- [Exercise goal] Copy every line of the material below without changing a word, and leave the pictures out.

====== Supplied records ======

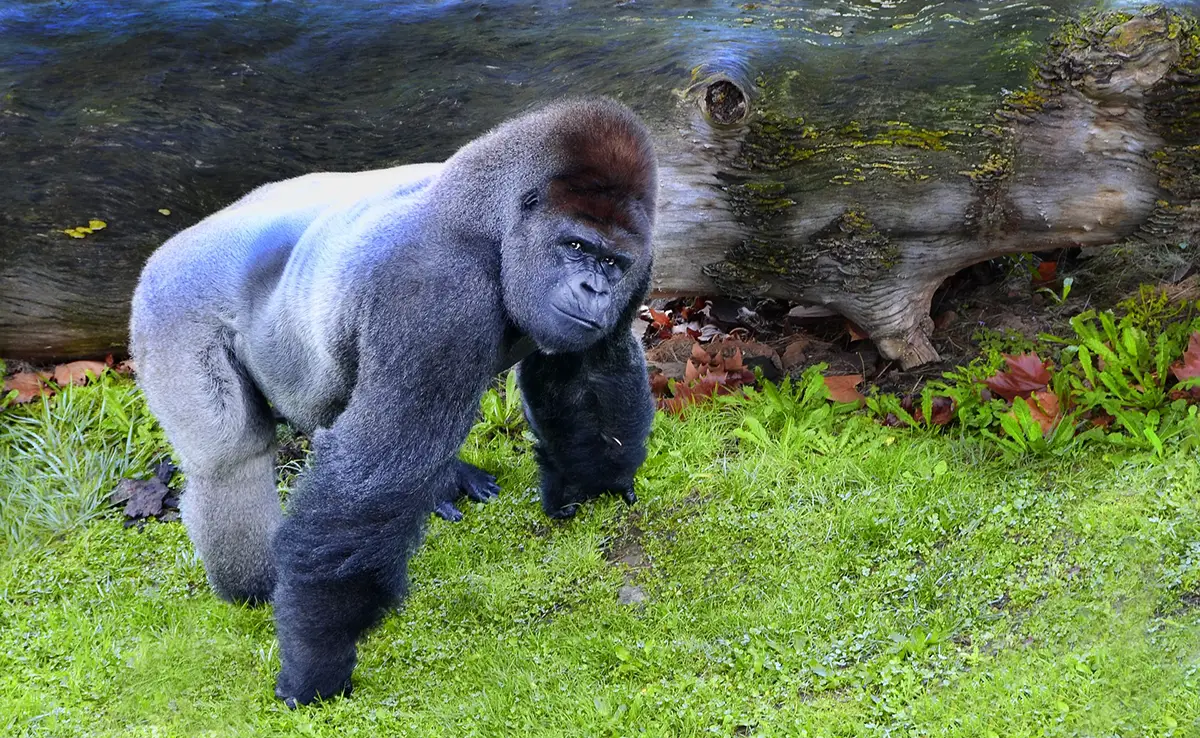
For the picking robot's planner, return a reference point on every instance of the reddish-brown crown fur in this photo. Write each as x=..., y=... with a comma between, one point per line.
x=610, y=175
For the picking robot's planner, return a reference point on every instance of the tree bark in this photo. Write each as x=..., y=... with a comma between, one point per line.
x=863, y=207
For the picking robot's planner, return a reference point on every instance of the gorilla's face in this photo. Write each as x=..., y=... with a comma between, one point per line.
x=569, y=276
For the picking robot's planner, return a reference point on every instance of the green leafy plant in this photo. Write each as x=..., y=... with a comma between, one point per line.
x=501, y=411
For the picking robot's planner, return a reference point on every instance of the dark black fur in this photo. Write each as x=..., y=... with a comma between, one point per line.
x=373, y=310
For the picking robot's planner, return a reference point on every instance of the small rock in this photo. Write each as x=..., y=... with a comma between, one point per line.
x=630, y=594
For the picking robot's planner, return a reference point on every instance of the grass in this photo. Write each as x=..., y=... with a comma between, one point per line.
x=61, y=456
x=834, y=577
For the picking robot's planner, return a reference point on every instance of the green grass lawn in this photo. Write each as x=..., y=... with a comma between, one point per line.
x=834, y=579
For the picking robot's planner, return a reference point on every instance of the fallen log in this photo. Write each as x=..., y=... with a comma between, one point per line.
x=785, y=172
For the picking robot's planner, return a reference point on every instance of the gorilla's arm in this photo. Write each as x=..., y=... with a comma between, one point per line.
x=592, y=412
x=358, y=515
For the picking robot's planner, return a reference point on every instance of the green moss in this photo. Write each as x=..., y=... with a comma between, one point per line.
x=778, y=142
x=995, y=167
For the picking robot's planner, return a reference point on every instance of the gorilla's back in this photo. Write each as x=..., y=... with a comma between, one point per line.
x=273, y=271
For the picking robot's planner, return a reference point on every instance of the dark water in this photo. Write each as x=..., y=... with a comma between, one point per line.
x=113, y=109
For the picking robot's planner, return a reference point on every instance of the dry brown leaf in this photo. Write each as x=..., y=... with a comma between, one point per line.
x=1189, y=367
x=76, y=372
x=841, y=388
x=660, y=319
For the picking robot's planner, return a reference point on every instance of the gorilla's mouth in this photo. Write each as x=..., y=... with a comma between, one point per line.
x=586, y=322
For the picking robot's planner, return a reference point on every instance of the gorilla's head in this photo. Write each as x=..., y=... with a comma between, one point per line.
x=576, y=258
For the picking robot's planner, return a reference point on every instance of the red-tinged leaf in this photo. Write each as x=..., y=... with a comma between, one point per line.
x=673, y=405
x=660, y=319
x=29, y=385
x=841, y=388
x=942, y=411
x=735, y=363
x=1189, y=367
x=76, y=372
x=659, y=384
x=1026, y=375
x=717, y=377
x=1043, y=408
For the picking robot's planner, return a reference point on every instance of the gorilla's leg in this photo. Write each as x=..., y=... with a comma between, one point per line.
x=473, y=484
x=343, y=562
x=592, y=414
x=223, y=433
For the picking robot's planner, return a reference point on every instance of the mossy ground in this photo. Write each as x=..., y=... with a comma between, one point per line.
x=837, y=579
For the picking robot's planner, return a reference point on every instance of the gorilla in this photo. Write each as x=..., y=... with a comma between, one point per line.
x=372, y=310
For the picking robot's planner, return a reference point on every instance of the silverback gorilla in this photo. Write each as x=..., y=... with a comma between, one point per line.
x=372, y=310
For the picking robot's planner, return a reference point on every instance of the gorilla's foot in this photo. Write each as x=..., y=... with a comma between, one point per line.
x=627, y=493
x=473, y=484
x=295, y=691
x=448, y=511
x=564, y=513
x=477, y=484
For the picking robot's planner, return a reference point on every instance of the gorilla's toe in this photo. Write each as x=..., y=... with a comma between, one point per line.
x=448, y=511
x=478, y=484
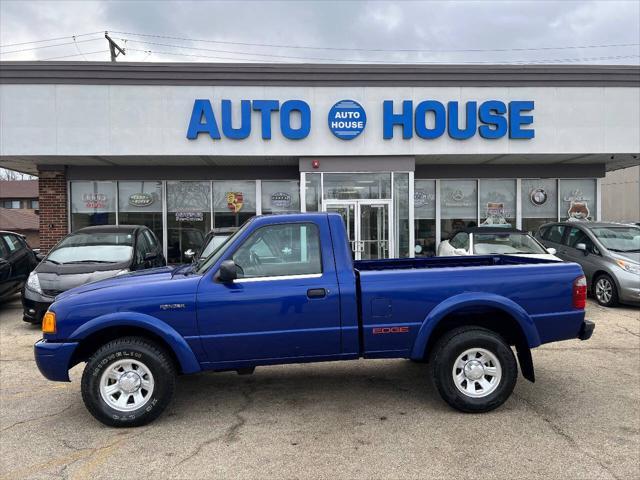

======

- [Solution for this problem]
For the picking robot's planner, return a reference point on every instance of the reddish-brown crown fur in this photo. Write each as x=..., y=... with a comma between, one point per line.
x=610, y=175
For the picking robot's planner, return a reference point on every instance of the tree bark in this photo. Write each as x=..., y=... with a comma between, one point per line.
x=863, y=207
For the picking robot's planner, return a reference point on every instance of the gorilla's face in this photo. Write each as x=..., y=... with a comma between, one point per line.
x=569, y=276
For the picking robot's planner, return a reference point on every instance of the green leafy plant in this photo. Write each as x=..., y=... with a comma between, one point per line.
x=501, y=411
For the picking robot's planner, return a reference point on every instance of the dark black fur in this photo. Write each as x=..., y=... with a comma between, one point per line.
x=373, y=310
For the picking robot's planner, return a reference point on every instance of the small rock in this photo. Write each as x=..., y=... with a comma between, one point per line.
x=630, y=594
For the picking robot's planner, return a reference point on every instance of the grass in this photo. Write each as x=..., y=... with a comma between, one point per line.
x=61, y=456
x=834, y=577
For the picking robot's planner, return a reference point on every instance of the green grass lawn in this photo. Write each as x=..., y=... with a comma between, one point per line.
x=834, y=579
For the picking robot's planner, return a reference point on every instance of the fallen log in this photo. Write each as x=..., y=... with a comma between, one point per line.
x=785, y=172
For the picking robot's planner, return a reference point on every instance of the gorilla's arm in this photo. Write each as x=..., y=... with a comma between, one point per line.
x=592, y=412
x=358, y=515
For the picking robot's planner, return a reference point on every instance of the green moss in this photo. Write each as x=..., y=... with a comma between, one point per line.
x=778, y=142
x=995, y=167
For the picking robot's planner, return a reference point on every instance of the gorilla's back in this photo. Write each as x=..., y=... with a comma between, one point per line.
x=273, y=271
For the picking robot's planner, return a reference point on every instance of the dark water in this photo. Write each as x=..., y=... with a comma between, one point per line.
x=113, y=109
For the picking robot's planner, return a reference point on every instance of the dry brown leaf in this photo. Write each as x=..., y=... with a comma between, one point per line.
x=1189, y=367
x=76, y=372
x=841, y=388
x=660, y=319
For the picking robot's planner, return a reference point on every instance of the gorilla's mouth in this photo. Write each as x=..., y=... with a comma between, one point per line.
x=586, y=322
For the picking robot's planner, return a reference point on every instance of the gorilla's head in this photo. Write each as x=..., y=... with a comma between, one point per line.
x=576, y=258
For the picking robot's planner, return a reference point on every instance of the red-tinged leaf in this photo. Write each as x=..., y=... with a comma between, one point per line.
x=673, y=405
x=660, y=319
x=29, y=385
x=841, y=388
x=942, y=411
x=735, y=363
x=1189, y=367
x=76, y=372
x=659, y=384
x=1026, y=375
x=717, y=377
x=1043, y=408
For the picking robot's planner, return a reference point on every instance of the gorilla's leg in this photo. Write each as x=..., y=... with a comma between, one point per line.
x=473, y=484
x=343, y=562
x=592, y=414
x=223, y=433
For the picking robot's planner, return a reference point on every instance of the mossy ground in this photo. Write each as x=..., y=... with a comma between, one point per line.
x=837, y=579
For the picking robot's planner, return a reference point on every instance of the gorilla in this photo. Write each as x=..., y=... with a comma between, one point per line.
x=372, y=310
For the picking robot's planner, return a reference point on every instance of the silverback gorilla in this photo. Write each as x=..., y=... with a comma between, one point per line.
x=372, y=310
For the picking robot's planner, return a reference point on every instance of the gorilla's foot in this photo. Write each as x=..., y=... with a comma between, one point per line.
x=627, y=493
x=473, y=484
x=295, y=691
x=448, y=511
x=564, y=513
x=477, y=484
For the picking robot's planner, return a reference point on every instance of the gorilla's toe in this photo. Write each as x=..., y=... with a comma between, one point per line.
x=448, y=511
x=478, y=484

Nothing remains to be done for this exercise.